Linux NFS development
 help / color / mirror / Atom feed
From: Chuck Lever <cel@kernel.org>
To: neil@brown.name
Cc: Jeff Layton <jlayton@kernel.org>,
	Olga Kornievskaia <okorniev@redhat.com>,
	Dai Ngo <dai.ngo@oracle.com>, Tom Talpey <tom@talpey.com>,
	linux-nfs@vger.kernel.org, Chuck Lever <chuck.lever@oracle.com>,
	Mike Snitzer <snitzer@kernel.org>
Subject: Re: [PATCH v1 3/3] NFSD: Implement NFSD_IO_DIRECT for NFS READ
Date: Tue, 9 Sep 2025 19:39:54 -0400	[thread overview]
Message-ID: <bb2c9e28-fc38-4990-b881-b652bcccd405@kernel.org> (raw)
In-Reply-To: <175746104715.2850467.8246435920764028613@noble.neil.brown.name>

On 9/9/25 7:37 PM, NeilBrown wrote:
> On Wed, 10 Sep 2025, Chuck Lever wrote:
>> From: Chuck Lever <chuck.lever@oracle.com>
>>
>> Add an experimental option that forces NFS READ operations to use
>> direct I/O instead of reading through the NFS server's page cache.
>>
>> There are already other layers of caching:
>>  - The page cache on NFS clients
>>  - The block device underlying the exported file system
>>
>> The server's page cache, in many cases, is unlikely to provide
>> additional benefit. Some benchmarks have demonstrated that the
>> server's page cache is actively detrimental for workloads whose
>> working set is larger than the server's available physical memory.
>>
>> For instance, on small NFS servers, cached NFS file content can
>> squeeze out local memory consumers. For large sequential workloads,
>> an enormous amount of data flows into and out of the page cache
>> and is consumed by NFS clients exactly once -- caching that data
>> is expensive to do and totally valueless.

[Dataset entries]
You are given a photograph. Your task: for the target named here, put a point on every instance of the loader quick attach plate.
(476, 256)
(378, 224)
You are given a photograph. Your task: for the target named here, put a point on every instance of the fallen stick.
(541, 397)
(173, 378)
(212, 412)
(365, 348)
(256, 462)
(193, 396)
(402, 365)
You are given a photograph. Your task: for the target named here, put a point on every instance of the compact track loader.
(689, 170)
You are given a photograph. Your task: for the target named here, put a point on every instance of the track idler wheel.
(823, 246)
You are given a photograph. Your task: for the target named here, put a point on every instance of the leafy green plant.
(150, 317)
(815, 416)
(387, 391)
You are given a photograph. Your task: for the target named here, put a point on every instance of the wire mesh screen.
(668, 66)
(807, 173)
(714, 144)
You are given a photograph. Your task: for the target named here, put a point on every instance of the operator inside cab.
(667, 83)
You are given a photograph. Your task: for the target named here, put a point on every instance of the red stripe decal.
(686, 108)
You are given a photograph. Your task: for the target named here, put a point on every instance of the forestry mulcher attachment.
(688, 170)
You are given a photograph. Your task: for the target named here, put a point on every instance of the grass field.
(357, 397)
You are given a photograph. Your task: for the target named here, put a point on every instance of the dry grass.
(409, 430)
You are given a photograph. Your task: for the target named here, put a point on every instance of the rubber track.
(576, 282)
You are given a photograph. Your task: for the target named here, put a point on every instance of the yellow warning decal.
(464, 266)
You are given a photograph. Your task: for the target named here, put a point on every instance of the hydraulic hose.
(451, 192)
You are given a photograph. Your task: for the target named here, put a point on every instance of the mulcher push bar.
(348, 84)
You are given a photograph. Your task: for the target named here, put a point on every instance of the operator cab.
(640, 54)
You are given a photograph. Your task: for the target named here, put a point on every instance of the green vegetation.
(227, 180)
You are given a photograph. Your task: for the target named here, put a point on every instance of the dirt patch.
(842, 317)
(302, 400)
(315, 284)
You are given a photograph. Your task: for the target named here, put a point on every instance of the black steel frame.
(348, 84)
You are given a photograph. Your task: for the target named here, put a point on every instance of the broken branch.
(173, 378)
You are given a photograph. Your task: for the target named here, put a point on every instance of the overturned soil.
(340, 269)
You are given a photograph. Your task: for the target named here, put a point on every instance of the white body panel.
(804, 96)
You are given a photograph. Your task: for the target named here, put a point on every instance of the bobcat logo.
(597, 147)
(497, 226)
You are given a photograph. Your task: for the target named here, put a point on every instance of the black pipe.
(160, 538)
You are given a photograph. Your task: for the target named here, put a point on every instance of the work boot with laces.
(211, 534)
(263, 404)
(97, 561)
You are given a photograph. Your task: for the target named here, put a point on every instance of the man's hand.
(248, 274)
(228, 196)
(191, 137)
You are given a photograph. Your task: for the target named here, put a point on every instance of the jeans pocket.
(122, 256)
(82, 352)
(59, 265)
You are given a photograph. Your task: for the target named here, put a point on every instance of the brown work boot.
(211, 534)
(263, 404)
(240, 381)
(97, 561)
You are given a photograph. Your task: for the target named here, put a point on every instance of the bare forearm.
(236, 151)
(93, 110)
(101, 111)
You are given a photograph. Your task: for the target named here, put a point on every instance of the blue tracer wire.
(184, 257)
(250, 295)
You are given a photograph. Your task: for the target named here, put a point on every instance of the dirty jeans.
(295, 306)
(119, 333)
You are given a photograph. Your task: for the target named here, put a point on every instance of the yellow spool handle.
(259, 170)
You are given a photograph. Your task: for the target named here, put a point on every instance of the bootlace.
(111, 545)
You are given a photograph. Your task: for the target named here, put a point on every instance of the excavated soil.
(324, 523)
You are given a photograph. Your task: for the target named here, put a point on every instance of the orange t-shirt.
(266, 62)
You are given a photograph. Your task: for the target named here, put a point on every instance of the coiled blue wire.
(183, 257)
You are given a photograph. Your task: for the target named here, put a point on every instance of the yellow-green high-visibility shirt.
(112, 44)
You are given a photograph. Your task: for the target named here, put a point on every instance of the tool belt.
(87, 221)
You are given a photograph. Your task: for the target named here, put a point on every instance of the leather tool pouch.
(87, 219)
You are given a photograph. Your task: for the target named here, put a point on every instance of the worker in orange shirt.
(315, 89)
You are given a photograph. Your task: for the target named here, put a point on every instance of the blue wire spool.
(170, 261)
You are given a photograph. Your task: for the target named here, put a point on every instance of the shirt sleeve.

▸ **Short problem A**
According to the NFS patch message, which two existing layers of caching are named besides the server's page cache?
▸ **Short problem B**
Translate this sentence from the NFS patch message into Spanish: "The server's page cache, in many cases, is unlikely to provide additional benefit."

▸ **Finished answer A**
The page cache on NFS clients and the block device underlying the exported file system.

▸ **Finished answer B**
En muchos casos, es poco probable que la caché de páginas del servidor aporte un beneficio adicional.